**Exercise objective**: Copy every one of the entries below line for line, without changing a single character.
:::::
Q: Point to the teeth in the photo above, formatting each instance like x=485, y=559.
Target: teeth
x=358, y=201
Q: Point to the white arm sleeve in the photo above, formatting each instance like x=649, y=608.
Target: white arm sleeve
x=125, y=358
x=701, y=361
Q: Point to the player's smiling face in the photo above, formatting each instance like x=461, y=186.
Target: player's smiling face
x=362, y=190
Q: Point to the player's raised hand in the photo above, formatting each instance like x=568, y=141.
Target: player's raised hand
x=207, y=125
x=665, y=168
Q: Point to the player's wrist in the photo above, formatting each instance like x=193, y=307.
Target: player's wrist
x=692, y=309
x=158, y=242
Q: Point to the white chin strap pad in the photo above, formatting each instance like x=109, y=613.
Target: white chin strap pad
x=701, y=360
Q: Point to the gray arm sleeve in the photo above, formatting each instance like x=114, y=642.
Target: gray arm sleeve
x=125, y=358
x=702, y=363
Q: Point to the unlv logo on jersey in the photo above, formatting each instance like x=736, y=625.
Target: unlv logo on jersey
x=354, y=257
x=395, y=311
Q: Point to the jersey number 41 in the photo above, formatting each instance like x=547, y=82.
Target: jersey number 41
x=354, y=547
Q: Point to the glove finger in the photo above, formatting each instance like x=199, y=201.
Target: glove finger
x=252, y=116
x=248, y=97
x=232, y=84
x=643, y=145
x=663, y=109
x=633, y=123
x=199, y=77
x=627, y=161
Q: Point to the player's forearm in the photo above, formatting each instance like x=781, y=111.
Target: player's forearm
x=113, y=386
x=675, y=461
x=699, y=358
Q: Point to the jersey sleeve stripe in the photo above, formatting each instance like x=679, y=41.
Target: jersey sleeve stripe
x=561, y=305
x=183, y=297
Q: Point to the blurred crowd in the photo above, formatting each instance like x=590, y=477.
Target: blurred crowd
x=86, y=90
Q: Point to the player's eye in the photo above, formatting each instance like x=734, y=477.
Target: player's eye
:::::
**Right answer**:
Q: Point to the teeth in the photo above, formatting each instance like x=485, y=559.
Target: teeth
x=358, y=201
Q: Point to the white arm sleeve in the photo above, formatting each instance like x=649, y=608.
Target: white arm sleeve
x=125, y=358
x=701, y=361
Q: Point to the player's smiling face in the photo above, formatting each instance like x=461, y=186.
Target: player's smiling face
x=362, y=190
Q: Point to the player's raised hand in the photo above, formatting each instance like x=568, y=141.
Target: player's raised hand
x=207, y=125
x=665, y=168
Q: Point to the player's wrist in the photo above, formatting each instance like x=193, y=307.
Target: player's wrist
x=692, y=309
x=158, y=242
Q: Point to the white chin strap pad in the photo above, formatting each instance like x=109, y=613.
Target: white chin strap pad
x=701, y=360
Q: Point to the gray arm sleeve in the photo above, formatting each instance like x=114, y=642.
Target: gray arm sleeve
x=125, y=358
x=702, y=363
Q: Point to the unlv logo on jersey in the photo above, formatting each instance like x=736, y=625.
Target: unlv logo on jersey
x=354, y=257
x=395, y=311
Q: Point to the jersey number 41 in the photo above, formatting each instance like x=547, y=82.
Target: jersey number 41
x=354, y=547
Q: Point to the glove finger in the photo above, formatting each instance like x=199, y=201.
Target: glove finger
x=252, y=116
x=248, y=97
x=232, y=84
x=643, y=145
x=663, y=109
x=633, y=123
x=199, y=77
x=627, y=161
Q: Point to the player's forearm in the photo above, formatting each instance like x=781, y=111.
Target: player's forearm
x=113, y=386
x=675, y=461
x=699, y=358
Q: Point to the jersey sleeve stripe in the photo above, formatting each instance like x=679, y=41.
Target: jersey sleeve stripe
x=561, y=305
x=183, y=297
Q: Point to the blurred crowd in the photo above, formatting each instance like x=590, y=477.
Target: blurred crowd
x=86, y=90
Q: Point to the player's eye in the photo above, formatting each instance like x=734, y=477.
Target: player's eye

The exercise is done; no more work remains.